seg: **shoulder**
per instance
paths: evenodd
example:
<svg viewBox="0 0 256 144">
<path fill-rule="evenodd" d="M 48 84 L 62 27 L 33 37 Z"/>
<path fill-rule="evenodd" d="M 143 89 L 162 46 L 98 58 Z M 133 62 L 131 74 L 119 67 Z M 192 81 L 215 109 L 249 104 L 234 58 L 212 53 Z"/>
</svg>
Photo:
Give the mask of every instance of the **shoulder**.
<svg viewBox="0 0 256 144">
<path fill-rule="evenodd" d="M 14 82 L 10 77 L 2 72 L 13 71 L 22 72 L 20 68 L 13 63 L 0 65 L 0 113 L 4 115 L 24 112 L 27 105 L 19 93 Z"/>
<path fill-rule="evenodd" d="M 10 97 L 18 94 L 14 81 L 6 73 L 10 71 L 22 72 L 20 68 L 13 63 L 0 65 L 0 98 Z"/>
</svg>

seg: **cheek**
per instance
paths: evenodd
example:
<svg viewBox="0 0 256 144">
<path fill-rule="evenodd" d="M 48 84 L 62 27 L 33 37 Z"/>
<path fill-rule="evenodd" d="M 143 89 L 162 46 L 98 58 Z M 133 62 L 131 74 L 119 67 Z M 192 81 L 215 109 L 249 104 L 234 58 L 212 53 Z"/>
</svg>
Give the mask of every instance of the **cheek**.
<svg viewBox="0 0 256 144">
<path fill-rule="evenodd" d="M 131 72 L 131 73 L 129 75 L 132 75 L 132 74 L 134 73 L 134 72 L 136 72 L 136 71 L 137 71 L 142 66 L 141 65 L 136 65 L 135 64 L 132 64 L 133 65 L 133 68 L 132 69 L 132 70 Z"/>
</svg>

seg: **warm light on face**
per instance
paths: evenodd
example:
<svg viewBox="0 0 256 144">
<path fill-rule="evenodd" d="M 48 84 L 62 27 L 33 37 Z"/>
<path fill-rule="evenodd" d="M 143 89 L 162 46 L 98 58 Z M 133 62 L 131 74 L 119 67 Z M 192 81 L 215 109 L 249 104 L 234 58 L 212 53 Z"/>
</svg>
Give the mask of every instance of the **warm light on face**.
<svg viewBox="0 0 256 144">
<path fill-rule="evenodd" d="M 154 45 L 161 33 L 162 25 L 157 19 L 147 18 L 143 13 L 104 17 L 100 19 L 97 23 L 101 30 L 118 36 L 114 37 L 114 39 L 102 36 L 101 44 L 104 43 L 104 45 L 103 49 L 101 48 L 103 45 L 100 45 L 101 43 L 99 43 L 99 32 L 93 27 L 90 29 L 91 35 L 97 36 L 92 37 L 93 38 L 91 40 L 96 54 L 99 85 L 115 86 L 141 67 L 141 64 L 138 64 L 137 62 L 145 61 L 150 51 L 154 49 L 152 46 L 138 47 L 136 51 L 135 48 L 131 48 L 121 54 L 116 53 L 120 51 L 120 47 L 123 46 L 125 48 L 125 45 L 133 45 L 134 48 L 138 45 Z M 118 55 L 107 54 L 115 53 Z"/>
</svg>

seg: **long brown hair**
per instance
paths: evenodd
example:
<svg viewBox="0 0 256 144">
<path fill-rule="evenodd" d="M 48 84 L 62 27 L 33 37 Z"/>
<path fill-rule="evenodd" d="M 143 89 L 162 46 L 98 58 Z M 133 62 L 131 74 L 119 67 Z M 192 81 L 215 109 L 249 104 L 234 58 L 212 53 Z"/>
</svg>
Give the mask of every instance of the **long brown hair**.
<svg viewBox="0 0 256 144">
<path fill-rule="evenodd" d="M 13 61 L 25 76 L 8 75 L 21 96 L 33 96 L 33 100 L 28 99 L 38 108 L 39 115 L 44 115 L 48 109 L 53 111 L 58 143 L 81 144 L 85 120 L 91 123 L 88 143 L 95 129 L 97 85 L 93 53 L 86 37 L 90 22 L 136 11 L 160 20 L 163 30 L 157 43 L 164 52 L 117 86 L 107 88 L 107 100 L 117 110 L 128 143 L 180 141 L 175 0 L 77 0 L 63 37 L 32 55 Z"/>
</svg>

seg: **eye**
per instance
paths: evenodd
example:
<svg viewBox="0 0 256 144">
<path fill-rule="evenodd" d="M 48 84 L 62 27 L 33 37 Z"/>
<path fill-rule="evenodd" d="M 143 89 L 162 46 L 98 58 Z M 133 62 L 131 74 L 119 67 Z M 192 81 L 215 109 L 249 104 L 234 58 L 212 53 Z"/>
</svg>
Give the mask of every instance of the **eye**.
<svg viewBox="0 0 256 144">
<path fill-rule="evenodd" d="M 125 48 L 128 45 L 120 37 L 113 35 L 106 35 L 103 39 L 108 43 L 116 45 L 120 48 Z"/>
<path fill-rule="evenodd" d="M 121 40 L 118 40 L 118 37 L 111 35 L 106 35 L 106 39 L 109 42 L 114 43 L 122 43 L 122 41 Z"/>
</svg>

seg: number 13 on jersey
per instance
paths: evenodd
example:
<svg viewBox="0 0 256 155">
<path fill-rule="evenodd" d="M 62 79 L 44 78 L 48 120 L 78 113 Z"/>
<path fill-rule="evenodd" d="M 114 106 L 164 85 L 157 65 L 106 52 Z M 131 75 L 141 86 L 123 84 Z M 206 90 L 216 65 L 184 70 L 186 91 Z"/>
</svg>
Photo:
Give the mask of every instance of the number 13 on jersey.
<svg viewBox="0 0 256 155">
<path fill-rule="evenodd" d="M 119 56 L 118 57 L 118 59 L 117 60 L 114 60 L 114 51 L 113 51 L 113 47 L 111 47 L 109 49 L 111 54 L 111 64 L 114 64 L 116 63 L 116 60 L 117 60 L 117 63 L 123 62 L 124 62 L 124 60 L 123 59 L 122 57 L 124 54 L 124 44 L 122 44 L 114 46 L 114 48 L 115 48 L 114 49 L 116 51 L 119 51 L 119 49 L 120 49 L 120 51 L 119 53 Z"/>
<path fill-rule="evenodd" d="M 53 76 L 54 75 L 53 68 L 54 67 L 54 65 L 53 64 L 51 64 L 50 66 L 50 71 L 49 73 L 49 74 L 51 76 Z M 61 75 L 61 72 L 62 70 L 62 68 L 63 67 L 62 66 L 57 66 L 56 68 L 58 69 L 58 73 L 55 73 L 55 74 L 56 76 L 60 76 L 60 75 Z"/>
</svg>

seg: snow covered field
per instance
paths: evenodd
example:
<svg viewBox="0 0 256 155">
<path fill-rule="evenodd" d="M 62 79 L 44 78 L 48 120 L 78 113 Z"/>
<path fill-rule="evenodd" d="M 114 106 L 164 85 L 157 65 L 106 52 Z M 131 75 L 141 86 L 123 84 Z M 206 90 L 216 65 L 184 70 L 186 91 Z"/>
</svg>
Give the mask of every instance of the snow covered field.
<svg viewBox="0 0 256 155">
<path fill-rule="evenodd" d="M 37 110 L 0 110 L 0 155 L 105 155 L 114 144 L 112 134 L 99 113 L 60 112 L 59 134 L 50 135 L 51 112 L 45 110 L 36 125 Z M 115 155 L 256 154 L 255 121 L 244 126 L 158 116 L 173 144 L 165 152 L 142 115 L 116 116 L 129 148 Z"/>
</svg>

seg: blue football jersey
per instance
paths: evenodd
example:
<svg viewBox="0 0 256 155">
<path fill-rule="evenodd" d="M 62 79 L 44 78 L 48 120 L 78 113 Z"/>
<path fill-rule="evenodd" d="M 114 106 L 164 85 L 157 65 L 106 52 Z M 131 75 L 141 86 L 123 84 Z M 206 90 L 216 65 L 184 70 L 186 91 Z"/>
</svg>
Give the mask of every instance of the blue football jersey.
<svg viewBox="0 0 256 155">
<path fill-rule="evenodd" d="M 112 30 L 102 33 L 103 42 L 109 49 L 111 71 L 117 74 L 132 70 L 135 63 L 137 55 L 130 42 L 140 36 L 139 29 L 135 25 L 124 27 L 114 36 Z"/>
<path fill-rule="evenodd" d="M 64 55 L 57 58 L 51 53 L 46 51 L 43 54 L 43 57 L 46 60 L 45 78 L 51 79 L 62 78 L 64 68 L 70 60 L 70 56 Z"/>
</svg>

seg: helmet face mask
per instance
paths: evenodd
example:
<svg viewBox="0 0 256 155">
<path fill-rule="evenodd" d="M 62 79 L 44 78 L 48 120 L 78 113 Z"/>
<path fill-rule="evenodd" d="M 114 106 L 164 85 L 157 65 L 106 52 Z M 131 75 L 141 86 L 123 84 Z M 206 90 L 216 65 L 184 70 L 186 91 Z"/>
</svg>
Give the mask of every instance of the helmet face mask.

···

■ **Your goal**: Reproduce the data verbatim, starting at its first line and ending with the line that contains "113 L 4 115", with both of those lines included.

■ **Reply to the exercise**:
seg: **shoulder**
per instance
paths: evenodd
example:
<svg viewBox="0 0 256 144">
<path fill-rule="evenodd" d="M 48 84 L 62 27 L 33 37 Z"/>
<path fill-rule="evenodd" d="M 143 89 L 162 46 L 98 58 Z M 133 62 L 131 74 L 119 67 Z M 192 81 L 215 109 L 249 104 L 234 58 L 212 53 Z"/>
</svg>
Photo:
Give the mask of every instance of the **shoulder**.
<svg viewBox="0 0 256 144">
<path fill-rule="evenodd" d="M 14 82 L 10 77 L 2 72 L 13 71 L 22 72 L 20 68 L 13 63 L 0 65 L 0 113 L 4 115 L 24 112 L 27 105 L 19 93 Z"/>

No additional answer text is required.